__Detalles del problema__
Devuelve todas las filas que siguen sin modificar nada.

Entradas de un conjunto de datos
========

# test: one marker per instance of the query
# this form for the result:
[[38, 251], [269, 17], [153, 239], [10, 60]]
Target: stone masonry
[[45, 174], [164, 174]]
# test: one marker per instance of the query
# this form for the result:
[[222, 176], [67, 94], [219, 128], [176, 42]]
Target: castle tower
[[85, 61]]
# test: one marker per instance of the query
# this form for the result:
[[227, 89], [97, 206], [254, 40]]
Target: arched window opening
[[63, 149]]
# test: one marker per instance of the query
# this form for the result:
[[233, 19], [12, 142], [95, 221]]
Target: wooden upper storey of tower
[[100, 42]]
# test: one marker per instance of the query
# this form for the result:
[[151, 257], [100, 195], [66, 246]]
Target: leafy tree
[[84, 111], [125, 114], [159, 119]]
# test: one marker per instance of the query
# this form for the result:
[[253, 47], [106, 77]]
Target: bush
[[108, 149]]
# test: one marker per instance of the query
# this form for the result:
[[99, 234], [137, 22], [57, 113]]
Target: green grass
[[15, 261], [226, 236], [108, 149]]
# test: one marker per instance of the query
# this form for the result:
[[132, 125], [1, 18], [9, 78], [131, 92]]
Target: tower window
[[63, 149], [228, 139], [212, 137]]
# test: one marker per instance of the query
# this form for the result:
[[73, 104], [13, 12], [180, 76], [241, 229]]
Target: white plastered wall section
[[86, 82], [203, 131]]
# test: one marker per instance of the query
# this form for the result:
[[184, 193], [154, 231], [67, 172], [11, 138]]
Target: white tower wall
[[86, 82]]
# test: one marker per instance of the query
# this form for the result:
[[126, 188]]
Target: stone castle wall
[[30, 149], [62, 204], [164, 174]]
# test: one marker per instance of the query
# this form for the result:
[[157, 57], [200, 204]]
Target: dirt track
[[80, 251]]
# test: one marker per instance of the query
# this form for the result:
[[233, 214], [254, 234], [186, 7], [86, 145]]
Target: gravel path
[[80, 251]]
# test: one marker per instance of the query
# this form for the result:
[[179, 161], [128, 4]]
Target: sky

========

__El resultado__
# test: one marker per instance of the query
# this form for the result:
[[38, 251], [269, 17], [153, 239], [10, 60]]
Target: stone masonry
[[45, 174], [164, 174]]
# test: one marker per instance of the query
# this form for the result:
[[222, 176], [67, 94], [219, 128], [176, 42]]
Target: castle tower
[[85, 61]]
# test: one marker per instance of the query
# this form for the result:
[[227, 89], [97, 206], [254, 40]]
Target: arched window opening
[[63, 149]]
# test: one marker per instance of the query
# this form for the result:
[[233, 19], [12, 142], [95, 221]]
Target: wooden upper storey of tower
[[100, 42]]
# test: one marker per instance of the query
# this form for the result:
[[151, 257], [100, 195], [66, 246]]
Target: leafy tree
[[84, 111], [125, 114], [159, 119]]
# test: one marker per instance of the query
# this form for the result:
[[253, 47], [106, 77]]
Target: bush
[[108, 149]]
# test: one marker per instance of the query
# this form for the result:
[[99, 234], [137, 22], [57, 113]]
Target: green grass
[[15, 261], [226, 236], [108, 149]]
# test: one marker per instance of the query
# this form for the result:
[[132, 125], [1, 18], [9, 78], [131, 92]]
Target: tower window
[[63, 149], [228, 139], [212, 137]]
# test: one marker per instance of the query
# this form for the result:
[[73, 104], [13, 12], [180, 76], [241, 229]]
Target: white plastered wall section
[[86, 82], [203, 131]]
# test: one marker per instance of the query
# this form for the result:
[[184, 193], [154, 231], [67, 172], [11, 138]]
Target: white tower wall
[[86, 82]]
# test: one marker per instance of the query
# this form for the result:
[[126, 188]]
Target: stone castle wall
[[30, 149], [62, 204], [164, 174]]
# test: one marker per instance of the query
# this form for the result:
[[157, 57], [200, 204]]
Target: dirt track
[[80, 251]]
# test: one marker per instance of the query
# this form for the result:
[[233, 214], [254, 234], [186, 7], [86, 145]]
Target: gravel path
[[80, 251]]
# test: one marker per instance of the query
# this form for the result:
[[179, 161], [128, 4]]
Target: sky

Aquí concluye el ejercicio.